• REQUIRED ACTION:
The records below need to be restated word for word.

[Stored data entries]
BEGIN

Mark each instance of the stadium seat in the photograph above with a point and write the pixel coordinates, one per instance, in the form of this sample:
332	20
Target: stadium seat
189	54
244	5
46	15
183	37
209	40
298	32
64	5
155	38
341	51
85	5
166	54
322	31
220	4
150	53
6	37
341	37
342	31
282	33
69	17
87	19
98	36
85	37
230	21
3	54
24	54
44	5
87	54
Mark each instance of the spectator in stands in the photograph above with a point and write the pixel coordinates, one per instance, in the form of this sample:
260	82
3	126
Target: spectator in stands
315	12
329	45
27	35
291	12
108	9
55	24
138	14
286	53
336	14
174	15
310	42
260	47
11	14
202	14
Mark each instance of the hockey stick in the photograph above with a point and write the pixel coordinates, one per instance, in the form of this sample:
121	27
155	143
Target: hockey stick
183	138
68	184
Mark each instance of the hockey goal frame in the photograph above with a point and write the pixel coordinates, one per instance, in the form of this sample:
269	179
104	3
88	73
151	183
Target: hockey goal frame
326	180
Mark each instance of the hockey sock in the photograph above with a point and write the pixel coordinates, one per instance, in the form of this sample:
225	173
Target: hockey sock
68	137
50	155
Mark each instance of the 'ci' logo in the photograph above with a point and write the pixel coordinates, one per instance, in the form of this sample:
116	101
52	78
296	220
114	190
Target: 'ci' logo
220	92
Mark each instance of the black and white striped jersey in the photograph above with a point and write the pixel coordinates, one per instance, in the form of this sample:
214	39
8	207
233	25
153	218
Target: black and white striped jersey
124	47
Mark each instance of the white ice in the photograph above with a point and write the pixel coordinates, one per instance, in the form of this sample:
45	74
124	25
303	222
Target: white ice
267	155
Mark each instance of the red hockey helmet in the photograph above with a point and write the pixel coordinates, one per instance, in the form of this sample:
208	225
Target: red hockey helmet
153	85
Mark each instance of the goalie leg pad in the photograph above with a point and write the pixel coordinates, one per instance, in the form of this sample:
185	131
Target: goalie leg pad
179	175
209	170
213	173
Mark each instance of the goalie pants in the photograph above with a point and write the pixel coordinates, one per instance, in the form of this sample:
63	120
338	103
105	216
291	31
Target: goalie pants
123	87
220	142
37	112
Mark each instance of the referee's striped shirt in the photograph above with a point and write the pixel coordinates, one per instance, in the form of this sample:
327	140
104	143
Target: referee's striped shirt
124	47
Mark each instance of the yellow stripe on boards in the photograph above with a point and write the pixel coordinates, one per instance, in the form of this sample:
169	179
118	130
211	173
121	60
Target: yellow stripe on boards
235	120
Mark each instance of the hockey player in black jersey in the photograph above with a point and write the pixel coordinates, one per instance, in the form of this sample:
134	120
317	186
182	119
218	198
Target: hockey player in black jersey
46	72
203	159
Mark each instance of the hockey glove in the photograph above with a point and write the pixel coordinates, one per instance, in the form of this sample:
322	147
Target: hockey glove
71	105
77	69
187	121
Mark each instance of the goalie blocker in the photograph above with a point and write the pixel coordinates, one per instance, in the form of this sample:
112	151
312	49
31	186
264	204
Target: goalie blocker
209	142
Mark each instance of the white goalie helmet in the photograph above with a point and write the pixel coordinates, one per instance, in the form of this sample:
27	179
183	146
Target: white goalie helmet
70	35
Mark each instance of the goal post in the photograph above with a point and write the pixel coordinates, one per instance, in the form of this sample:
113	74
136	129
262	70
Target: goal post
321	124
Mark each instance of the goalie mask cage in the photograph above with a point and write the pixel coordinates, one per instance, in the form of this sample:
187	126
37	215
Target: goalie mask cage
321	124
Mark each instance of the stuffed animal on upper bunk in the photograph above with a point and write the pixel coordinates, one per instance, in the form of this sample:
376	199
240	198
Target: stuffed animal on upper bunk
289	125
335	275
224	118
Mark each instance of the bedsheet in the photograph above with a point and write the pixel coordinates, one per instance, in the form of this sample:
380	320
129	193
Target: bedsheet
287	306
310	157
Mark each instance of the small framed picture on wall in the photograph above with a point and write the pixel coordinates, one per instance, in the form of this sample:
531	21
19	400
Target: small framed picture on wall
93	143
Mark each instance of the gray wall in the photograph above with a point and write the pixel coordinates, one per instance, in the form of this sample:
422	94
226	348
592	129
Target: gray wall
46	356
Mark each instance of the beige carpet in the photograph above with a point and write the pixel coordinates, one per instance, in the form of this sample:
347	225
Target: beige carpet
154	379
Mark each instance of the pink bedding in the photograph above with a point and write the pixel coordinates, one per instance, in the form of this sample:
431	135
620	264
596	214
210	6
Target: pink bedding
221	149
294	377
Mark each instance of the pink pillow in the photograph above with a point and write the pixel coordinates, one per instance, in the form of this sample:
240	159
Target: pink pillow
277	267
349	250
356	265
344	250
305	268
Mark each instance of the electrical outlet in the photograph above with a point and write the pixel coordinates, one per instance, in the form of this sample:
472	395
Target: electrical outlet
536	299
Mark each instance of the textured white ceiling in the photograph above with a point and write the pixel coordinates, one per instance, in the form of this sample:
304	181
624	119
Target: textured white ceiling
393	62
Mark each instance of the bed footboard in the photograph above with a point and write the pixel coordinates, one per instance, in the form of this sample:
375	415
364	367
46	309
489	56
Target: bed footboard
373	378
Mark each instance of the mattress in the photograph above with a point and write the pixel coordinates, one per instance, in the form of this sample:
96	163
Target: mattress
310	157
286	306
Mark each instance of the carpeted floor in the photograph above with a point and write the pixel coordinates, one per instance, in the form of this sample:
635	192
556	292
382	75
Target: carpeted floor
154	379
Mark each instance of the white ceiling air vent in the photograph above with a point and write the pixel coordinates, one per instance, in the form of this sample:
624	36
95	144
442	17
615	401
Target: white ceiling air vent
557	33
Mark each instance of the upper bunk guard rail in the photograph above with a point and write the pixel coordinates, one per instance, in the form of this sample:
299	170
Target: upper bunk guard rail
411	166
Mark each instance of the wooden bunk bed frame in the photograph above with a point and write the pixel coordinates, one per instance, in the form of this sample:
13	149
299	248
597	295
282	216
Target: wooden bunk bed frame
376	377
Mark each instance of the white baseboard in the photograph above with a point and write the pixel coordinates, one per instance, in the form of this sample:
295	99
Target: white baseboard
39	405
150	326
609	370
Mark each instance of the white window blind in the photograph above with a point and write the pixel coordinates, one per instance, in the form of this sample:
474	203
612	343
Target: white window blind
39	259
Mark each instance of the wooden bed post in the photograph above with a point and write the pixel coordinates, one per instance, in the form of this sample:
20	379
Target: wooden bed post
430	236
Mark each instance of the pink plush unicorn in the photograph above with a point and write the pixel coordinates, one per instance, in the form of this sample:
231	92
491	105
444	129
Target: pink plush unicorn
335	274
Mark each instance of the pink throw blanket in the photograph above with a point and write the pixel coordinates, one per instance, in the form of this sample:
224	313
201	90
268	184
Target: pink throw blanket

END

• WRITTEN RESPONSE:
Mark each instance of the stadium seat in the photograph above with a point and write the pixel coordinates, one per instance, in the form of this sample:
332	20
Target: stadium seat
189	54
244	5
46	15
183	37
209	40
298	32
64	5
155	38
341	51
85	5
166	54
322	31
220	4
150	53
6	37
341	37
342	31
282	33
69	17
87	19
98	36
85	37
230	21
3	54
24	54
44	5
87	54
Mark each instance of the spectator in stands in the photograph above with a point and write the pixel coordinates, one per instance, in the form of this sample:
260	82
3	126
Target: spectator in stands
315	12
329	45
27	35
291	12
108	9
55	24
138	14
286	53
336	14
174	15
310	42
260	47
11	14
202	14
Mark each instance of the hockey stick in the photograph above with a point and write the pixel coordinates, one per instance, in the form of this sample:
121	27
155	143
Target: hockey stick
183	138
68	184
Mark each instance of the hockey goal frame in the photograph above with a point and write the pixel coordinates, one per instance, in the form of this sample:
269	179
104	3
88	73
151	183
Target: hockey goal frame
326	180
Mark each instance of the hockey sock in the photograph above with a point and write the pixel coordinates, one per instance, in the form of this sample:
225	173
Target: hockey sock
68	137
50	155
Mark each instance of the 'ci' logo in the photograph above with a point and write the pixel coordinates, one per instance, in the form of this sample:
116	101
52	78
296	220
114	190
Target: 'ci' logo
220	92
Mark each instance of the black and white striped jersey in the photograph above with a point and write the pixel coordinates, one per instance, in the form of this sample:
214	39
8	207
233	25
153	218
Target: black and white striped jersey
124	47
Mark each instance of the white ice in the photograph above with a point and write the pixel coordinates, one per instance, in the form of this sample:
45	74
124	25
303	222
Target: white ice
267	155
Mark each instance of the red hockey helmet in the photograph above with a point and write the pixel coordinates, one per instance, in the form of this sample:
208	225
Target: red hockey helmet
153	85
Mark each instance of the goalie leg pad in the photograph above with a point and write the pixel coordinates, one per instance, in the form of this sample:
185	131
Target: goalie leg pad
179	175
209	170
213	173
Mark each instance of the goalie pants in the photograph above with a point and write the pixel coordinates, one per instance, in the form of this sample:
63	120
338	103
105	216
291	31
Target: goalie pants
123	87
220	142
37	112
Mark each instance of the referee's striped shirt in the photograph above with a point and write the pixel coordinates, one per instance, in the form of this sample:
327	140
104	143
Target: referee's striped shirt
124	47
Mark each instance of the yellow stripe on boards in the photograph above with a point and write the pixel coordinates, one per instance, in the form of this sample:
169	179
118	130
211	173
121	60
Target: yellow stripe on boards
235	120
Mark each instance of the hockey player in black jersey in the photograph above with a point and write the pixel coordinates, one per instance, in the form of this sample:
134	120
317	186
182	119
218	198
Target: hockey player in black jersey
46	72
203	159
Mark each instance of the hockey glove in the photograph above with a point and write the pixel coordinates, one per instance, in the form of this sample:
322	147
Target: hockey glove
71	105
77	69
187	121
Mark each instance of the goalie blocker in the photograph above with a point and write the pixel coordinates, one per instance, in the form of this sample:
112	151
312	49
31	186
264	204
Target: goalie blocker
209	142
Mark each instance of the white goalie helmet in the photograph above with a point and write the pixel coordinates, one per instance, in the form of this sample:
27	179
183	146
Target: white goalie helmet
70	35
Mark each instance of the goal post in the photograph above with a point and write the pixel coordinates, one per instance, in the form of this sample:
113	74
136	129
262	70
Target: goal post
321	124
Mark each instance of the goalie mask cage in the photograph above with a point and write the pixel coordinates, one per instance, in the form of this sample:
187	126
37	215
Target: goalie mask cage
321	124
Mark each instance of the stuffed animal on upper bunk in the photograph above with a point and write the pixel coordinates, one per instance, in the form of this sample:
376	199
240	198
Target: stuffed animal on upper bunk
289	125
335	275
224	118
Mark each instance of the bedsheet in the photograph above with a point and write the pixel coordinates, one per instance, in the form of this sample:
380	320
129	193
Target: bedsheet
287	306
310	157
Mark each instance of the small framed picture on wall in the photograph above with a point and write the pixel coordinates, one per instance, in the form of this sample:
531	21
19	400
Target: small framed picture on wall
93	143
Mark each instance of the gray wall in the photograph above with a point and write the pixel coordinates, one per instance, in the form of this sample:
422	94
226	348
592	129
Target: gray wall
46	356
Mark each instance of the beige carpet in the photograph above with a point and write the pixel coordinates, one per instance, in the form of this sample:
347	225
Target: beige carpet
154	379
Mark each instance of the pink bedding in the photograph above with a point and write the pixel coordinates, one per instance, in the form of this sample:
431	135
620	264
596	214
210	6
Target: pink bedding
221	149
294	377
Mark each instance of the pink pillow in the photograph above with a point and write the pixel coordinates, one per instance, in the form of this sample:
240	159
Target: pink pillow
277	267
349	250
356	265
344	250
305	268
Mark each instance of the electrical outlet in the photograph above with a point and write the pixel coordinates, one per instance, in the form of this sample:
472	395
Target: electrical outlet
536	299
Mark each instance of the textured white ceiling in the photograph above with a point and write the pixel coordinates, one per instance, in the form of this sample:
304	181
624	119
Target: textured white ceiling
393	62
Mark each instance of the bed footboard in the photograph above with a point and write the pixel coordinates, one per instance, in the form of this sample:
375	415
364	367
46	309
489	56
Target: bed footboard
373	378
Mark each instance of the mattress in the photograph above with a point and write the pixel coordinates, one per instance, in the form of this sample:
96	163
Target: mattress
310	157
286	306
Mark each instance of the carpeted floor in the photograph above with a point and write the pixel coordinates, one per instance, in the form of this sample:
635	192
556	292
382	75
Target: carpeted floor
154	379
Mark each instance of the white ceiling air vent in the photograph above with a point and write the pixel coordinates, one per instance, in the form of this sample:
624	36
95	144
442	17
615	401
Target: white ceiling air vent
557	33
Mark each instance of the upper bunk guard rail in the photograph above with a point and write the pixel coordinates, one per instance, in the form of this sample:
299	170
Target: upper bunk guard rail
411	166
Mark each instance of the wooden bunk bed frame in the photograph above with a point and write the pixel coordinates, one per instance, in the form of this sample:
13	149
299	248
597	295
282	216
Target: wooden bunk bed frame
376	377
Mark each instance of the white baseboard in the photograph above with a point and write the pixel coordinates, one per instance, in the form of this sample:
295	99
Target: white baseboard
39	405
150	326
609	370
Mark each instance of the white window blind in the photograph above with a point and write the pixel coordinates, one per instance, in the form of this sample:
474	203
612	343
Target: white window blind
39	259
Mark each instance of the wooden bed post in the photograph above with a point and write the pixel coordinates, one per instance, in the form of this sample:
20	379
Target: wooden bed post
430	236
Mark each instance of the pink plush unicorn in the photograph above with a point and write the pixel coordinates, one per instance, in the form of this sample:
231	92
491	105
444	129
Target: pink plush unicorn
335	274
Mark each instance of the pink throw blanket in the photograph above with a point and write the pixel coordinates, one per instance, in the form of this sample:
224	313
201	90
268	184
Target: pink throw blanket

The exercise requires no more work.